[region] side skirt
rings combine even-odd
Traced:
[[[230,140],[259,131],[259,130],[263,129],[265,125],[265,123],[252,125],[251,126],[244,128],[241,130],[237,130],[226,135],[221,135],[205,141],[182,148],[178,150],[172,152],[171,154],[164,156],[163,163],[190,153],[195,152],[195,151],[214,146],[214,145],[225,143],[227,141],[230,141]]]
---
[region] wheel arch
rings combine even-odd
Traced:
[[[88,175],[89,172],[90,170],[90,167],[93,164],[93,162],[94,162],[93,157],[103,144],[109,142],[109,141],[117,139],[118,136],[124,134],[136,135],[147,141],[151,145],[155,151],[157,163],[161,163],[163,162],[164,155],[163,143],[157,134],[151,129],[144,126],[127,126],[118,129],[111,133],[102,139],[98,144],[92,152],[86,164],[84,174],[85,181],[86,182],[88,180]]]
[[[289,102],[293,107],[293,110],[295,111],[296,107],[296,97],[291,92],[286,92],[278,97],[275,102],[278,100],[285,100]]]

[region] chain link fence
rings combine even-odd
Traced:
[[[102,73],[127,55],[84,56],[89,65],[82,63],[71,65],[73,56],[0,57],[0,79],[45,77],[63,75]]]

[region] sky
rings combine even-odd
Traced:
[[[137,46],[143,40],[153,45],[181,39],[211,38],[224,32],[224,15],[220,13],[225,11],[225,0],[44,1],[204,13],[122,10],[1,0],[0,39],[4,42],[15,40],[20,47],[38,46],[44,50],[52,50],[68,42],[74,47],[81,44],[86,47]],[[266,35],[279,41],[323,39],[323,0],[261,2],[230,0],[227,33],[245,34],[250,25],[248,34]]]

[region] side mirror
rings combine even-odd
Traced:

▸ **Aim**
Count the lines in the rows above that contain the string "side", and reply with the number alone.

▸ **Exercise output**
2